DATA FOR THE TASK
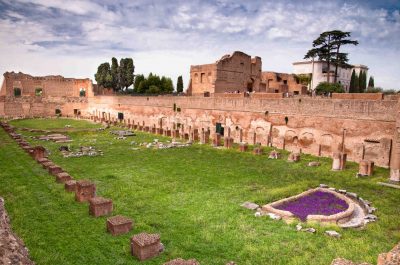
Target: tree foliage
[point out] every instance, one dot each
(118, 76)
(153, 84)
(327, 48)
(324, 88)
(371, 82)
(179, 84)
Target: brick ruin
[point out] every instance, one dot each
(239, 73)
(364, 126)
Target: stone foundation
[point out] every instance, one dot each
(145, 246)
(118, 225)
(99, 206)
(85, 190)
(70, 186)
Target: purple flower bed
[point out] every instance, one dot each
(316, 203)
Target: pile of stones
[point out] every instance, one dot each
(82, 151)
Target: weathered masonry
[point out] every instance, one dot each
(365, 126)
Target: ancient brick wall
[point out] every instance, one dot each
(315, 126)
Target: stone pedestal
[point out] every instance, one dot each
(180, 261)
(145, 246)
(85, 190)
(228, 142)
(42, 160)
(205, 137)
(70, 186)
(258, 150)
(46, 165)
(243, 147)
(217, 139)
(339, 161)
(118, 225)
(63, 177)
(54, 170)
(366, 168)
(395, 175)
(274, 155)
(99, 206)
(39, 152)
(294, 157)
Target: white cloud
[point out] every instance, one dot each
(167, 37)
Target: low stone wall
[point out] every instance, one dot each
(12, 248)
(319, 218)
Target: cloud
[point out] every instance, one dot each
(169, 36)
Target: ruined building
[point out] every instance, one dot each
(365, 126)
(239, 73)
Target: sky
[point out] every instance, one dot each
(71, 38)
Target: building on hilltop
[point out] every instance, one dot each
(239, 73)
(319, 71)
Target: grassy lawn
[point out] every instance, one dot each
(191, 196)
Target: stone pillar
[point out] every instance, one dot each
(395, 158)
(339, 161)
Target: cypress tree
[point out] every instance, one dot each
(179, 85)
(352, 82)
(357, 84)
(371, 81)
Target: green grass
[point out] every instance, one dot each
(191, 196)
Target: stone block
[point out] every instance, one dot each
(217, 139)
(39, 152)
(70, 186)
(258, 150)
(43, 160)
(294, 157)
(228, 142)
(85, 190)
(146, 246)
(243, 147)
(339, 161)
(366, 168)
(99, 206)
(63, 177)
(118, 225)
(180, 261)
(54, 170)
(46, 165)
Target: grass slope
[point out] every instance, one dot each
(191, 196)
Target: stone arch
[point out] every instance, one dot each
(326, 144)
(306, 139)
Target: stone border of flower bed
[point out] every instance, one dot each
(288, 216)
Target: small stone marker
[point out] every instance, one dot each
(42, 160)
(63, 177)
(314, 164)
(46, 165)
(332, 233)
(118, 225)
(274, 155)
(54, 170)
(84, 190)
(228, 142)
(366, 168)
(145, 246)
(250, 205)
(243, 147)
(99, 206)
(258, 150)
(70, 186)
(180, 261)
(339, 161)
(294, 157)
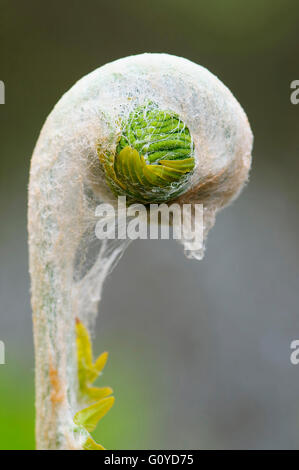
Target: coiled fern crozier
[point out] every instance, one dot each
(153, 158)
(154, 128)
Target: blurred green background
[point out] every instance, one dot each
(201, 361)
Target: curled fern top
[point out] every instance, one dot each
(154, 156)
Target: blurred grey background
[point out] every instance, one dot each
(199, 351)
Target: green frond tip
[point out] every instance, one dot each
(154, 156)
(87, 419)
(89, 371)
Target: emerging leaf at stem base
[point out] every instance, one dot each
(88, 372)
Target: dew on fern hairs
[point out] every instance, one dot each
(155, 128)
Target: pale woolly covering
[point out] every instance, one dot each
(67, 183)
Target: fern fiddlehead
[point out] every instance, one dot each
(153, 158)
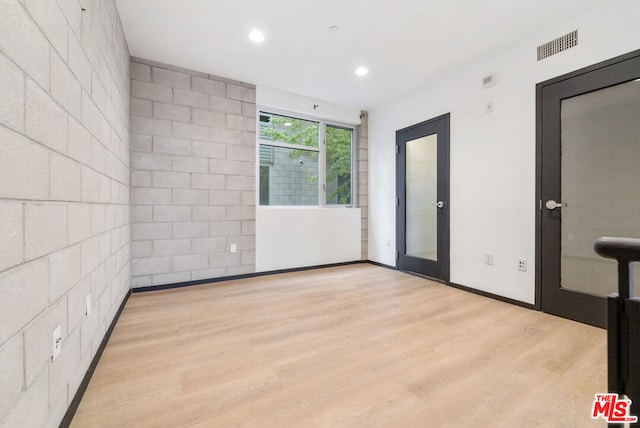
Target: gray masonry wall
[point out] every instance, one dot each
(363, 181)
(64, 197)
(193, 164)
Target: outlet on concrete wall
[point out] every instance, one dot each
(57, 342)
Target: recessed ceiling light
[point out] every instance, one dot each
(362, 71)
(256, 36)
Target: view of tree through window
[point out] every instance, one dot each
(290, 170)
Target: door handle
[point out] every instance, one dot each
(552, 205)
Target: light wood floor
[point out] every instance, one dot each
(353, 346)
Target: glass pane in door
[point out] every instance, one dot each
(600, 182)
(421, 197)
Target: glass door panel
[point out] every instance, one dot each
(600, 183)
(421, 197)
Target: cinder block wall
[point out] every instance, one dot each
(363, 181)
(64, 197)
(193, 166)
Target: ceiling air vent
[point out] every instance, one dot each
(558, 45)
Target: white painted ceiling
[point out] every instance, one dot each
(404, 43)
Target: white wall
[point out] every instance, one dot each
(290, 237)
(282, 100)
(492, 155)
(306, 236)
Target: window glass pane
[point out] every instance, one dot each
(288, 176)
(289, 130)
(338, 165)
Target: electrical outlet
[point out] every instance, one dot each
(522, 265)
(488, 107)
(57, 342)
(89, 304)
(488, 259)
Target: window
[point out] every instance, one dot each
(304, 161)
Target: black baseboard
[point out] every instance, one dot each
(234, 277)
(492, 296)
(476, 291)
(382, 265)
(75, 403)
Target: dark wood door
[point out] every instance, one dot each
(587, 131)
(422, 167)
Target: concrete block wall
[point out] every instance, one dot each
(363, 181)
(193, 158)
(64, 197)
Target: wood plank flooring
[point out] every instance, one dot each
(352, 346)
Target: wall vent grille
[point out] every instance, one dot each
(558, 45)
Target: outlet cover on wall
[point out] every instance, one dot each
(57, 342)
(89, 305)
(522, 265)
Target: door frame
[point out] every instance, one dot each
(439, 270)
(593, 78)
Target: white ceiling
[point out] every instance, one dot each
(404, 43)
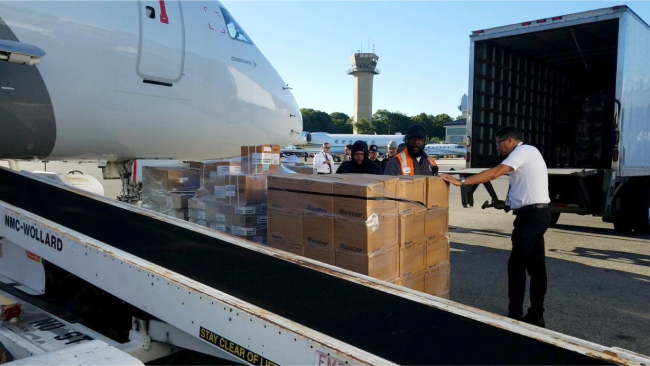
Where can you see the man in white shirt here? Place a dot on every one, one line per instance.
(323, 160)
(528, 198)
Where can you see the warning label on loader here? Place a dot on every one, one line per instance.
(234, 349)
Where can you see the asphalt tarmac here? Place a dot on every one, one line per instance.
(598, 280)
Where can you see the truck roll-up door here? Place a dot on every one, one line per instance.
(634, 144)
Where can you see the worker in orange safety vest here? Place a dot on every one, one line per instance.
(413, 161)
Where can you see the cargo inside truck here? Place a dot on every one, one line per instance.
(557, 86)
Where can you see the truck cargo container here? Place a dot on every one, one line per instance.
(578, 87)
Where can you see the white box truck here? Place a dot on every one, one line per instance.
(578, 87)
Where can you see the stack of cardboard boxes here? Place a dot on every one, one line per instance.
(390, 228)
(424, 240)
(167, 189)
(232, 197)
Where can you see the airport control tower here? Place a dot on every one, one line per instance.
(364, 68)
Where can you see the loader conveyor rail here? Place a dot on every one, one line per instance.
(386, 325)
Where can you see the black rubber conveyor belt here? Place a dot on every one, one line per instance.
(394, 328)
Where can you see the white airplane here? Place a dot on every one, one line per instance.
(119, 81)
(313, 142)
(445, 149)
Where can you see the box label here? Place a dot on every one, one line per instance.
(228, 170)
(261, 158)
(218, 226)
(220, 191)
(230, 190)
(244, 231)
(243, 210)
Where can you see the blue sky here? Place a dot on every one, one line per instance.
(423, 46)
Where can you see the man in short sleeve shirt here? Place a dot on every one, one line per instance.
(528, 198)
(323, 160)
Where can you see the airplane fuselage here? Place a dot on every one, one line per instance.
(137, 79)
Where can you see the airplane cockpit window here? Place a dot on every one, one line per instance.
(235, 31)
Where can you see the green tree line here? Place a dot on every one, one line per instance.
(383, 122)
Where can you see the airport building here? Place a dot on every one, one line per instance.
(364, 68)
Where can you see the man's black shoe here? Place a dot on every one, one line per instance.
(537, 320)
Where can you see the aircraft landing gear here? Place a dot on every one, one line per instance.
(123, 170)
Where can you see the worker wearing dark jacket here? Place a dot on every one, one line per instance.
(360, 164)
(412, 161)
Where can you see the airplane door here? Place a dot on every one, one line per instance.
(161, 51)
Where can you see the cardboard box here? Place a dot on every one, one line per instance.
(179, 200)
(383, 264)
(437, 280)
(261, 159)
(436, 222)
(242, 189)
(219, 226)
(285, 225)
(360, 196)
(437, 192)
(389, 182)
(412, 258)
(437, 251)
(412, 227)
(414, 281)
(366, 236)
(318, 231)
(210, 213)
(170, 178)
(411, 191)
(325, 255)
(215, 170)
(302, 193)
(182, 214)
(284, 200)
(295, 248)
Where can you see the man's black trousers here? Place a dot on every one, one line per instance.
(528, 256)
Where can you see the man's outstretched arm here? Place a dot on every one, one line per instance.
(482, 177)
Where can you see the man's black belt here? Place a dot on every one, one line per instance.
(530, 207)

THE PROBLEM
Please quote exactly the lines from the one containing "Where can you see the cardboard" through the last line of the records above, both included, and nothing else.

ANSWER IN FULL
Where can you see the cardboard box here? Place a dot on every one, one line per instance.
(179, 200)
(383, 264)
(437, 280)
(261, 159)
(436, 222)
(242, 189)
(219, 226)
(285, 225)
(360, 196)
(437, 192)
(389, 182)
(412, 258)
(437, 251)
(412, 227)
(414, 281)
(366, 236)
(318, 231)
(210, 213)
(170, 178)
(411, 191)
(325, 255)
(215, 170)
(302, 193)
(182, 214)
(284, 200)
(295, 248)
Where can you see the man's black trousers here? Place a dot on every one, one line per instance.
(528, 256)
Where can you see the man's outstretched arm here? Place a dot on every one, one line per instance.
(482, 177)
Where can you see the man's black belt here? Place a dot on every one, one line per instance.
(530, 207)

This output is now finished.